Similarly, Virginia’s Uniformity Clause requires uniform treatment of taxpayers who stand to benefit from the Metrorail improvements. Since the purpose behind the taxes is to benefit the area surrounding the new construction, the Constitution precludes tax laws which impose an arbitrary burden on some types of properties within those benefited districts.

The Transportation and District Tax Laws Have Conflicting Taxpayer Classifications

The challenged tax laws irrationally create conflicting territory-specific and property-specific classifications. When a tax is based on the theory of benefits conferred, the appropriate classification to be made by the legislature is to define the territory which will benefit specially or directly from the public improvement.[20] In contrast, when a tax is premised on the theory of special assessments, specific types or areas of property are assessed for the special benefit they receive individually over and above the benefits to surrounding area.[21]

The Transportation and District Taxes state that the taxes are for the benefit of the district or locality where the improvement is erected. Moreover, both laws permit local government to designate special areas, or districts, to impose the tax based on benefits to those areas.[22] And yet, the laws also impose the tax solely on certain types of property: industrial, commercial, and sometimes rental apartment buildings.[23] By defining the tax’s purpose as ad valorem taxes based on the theory of benefits conferred, yet creating special assessments on only certain types of properties, the General Assembly created inconsistent statutes that defy common sense.


It is irrational to conclude that commercial property owners are the only beneficiaries of a public improvement erected in a defined public improvement district. If such a theory survived constitutional scrutiny, legislative classifications could routinely overburden select groups of private property to finance benefits enjoyed by the broader public. Such classifications could then be prone to a federal takings challenge because as a classification becomes increasingly specific to a certain type of property, a tax based on benefits conferred takes the nature of a special assessment.[24]

The General Assembly’s chosen route to raise revenues for the Metrorail construction may be administratively and politically convenient, but it creates exactly the type of discriminatory tax classification that the Virginia Constitution prevents. The General Assembly should not have the power to burden specific types of private property for public benefit under the guise of district-wide taxes.

The authors would like to thank Patrick M. McSweeney and his law firm McSweeney Crump Childress & Temple, PC for acting as pro bono local counsel for the Tax Foundation in the filing of this amicus curiae brief. The authors would also like to thank Steven Pahuskin for research and editing assistance.

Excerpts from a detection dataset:
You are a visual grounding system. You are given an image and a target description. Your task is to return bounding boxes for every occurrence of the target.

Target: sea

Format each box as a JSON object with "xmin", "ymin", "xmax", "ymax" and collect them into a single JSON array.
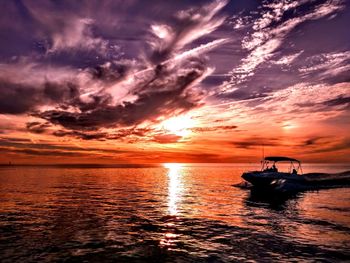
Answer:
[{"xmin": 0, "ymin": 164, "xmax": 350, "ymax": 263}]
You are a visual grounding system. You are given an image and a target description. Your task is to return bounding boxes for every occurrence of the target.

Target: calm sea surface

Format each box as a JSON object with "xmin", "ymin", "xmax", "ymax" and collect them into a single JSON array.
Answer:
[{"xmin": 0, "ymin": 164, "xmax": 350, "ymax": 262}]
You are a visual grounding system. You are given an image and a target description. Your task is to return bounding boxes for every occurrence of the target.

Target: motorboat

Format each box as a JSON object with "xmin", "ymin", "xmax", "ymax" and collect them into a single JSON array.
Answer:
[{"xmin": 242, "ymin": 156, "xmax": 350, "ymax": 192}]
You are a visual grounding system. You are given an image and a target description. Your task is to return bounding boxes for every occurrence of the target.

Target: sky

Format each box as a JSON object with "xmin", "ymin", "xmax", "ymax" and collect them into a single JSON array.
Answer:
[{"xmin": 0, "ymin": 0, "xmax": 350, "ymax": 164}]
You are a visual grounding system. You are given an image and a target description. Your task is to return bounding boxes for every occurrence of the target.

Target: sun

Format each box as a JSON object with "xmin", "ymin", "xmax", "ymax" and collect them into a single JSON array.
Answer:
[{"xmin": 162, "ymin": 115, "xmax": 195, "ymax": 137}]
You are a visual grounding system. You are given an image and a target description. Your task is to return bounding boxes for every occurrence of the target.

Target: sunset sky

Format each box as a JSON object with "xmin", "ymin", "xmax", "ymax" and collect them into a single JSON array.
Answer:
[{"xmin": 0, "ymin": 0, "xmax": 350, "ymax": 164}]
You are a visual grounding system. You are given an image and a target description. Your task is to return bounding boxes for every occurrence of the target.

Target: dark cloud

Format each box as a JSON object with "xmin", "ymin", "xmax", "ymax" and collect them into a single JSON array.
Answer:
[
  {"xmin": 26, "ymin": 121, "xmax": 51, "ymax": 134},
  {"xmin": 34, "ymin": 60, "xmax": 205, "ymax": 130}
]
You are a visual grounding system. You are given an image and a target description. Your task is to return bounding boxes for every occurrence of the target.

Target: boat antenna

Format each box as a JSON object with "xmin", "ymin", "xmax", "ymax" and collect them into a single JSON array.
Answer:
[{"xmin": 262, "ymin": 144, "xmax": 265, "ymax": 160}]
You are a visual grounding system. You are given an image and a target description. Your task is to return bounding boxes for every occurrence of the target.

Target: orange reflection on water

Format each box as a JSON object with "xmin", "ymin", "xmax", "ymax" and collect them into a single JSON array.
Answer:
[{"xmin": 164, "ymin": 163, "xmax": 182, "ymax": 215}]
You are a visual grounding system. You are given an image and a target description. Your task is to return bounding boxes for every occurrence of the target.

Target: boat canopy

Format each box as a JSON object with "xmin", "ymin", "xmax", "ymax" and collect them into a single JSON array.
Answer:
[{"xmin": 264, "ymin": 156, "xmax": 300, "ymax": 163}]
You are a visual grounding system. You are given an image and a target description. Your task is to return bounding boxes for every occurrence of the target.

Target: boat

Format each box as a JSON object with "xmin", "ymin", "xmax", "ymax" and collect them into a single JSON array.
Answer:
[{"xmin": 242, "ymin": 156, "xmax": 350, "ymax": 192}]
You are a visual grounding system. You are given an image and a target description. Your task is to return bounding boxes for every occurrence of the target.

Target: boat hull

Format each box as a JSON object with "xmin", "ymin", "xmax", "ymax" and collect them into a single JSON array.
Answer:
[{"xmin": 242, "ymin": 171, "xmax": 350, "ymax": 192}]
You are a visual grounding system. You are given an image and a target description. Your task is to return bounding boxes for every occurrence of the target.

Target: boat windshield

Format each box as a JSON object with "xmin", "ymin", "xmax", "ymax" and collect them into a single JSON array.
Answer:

• _Tasks for this exercise_
1. Render into Spanish this sentence from the Metrorail tax passage above: "It is irrational to conclude that commercial property owners are the only beneficiaries of a public improvement erected in a defined public improvement district."
2. According to the Metrorail tax passage, on which types of property do the Transportation and District Tax laws impose the tax? List every one.

• _Solutions by task_
1. Es irracional concluir que los propietarios de inmuebles comerciales son los únicos beneficiarios de una mejora pública erigida en un distrito de mejora pública definido.

2.
- Industrial property
- Commercial property
- Rental apartment buildings (sometimes)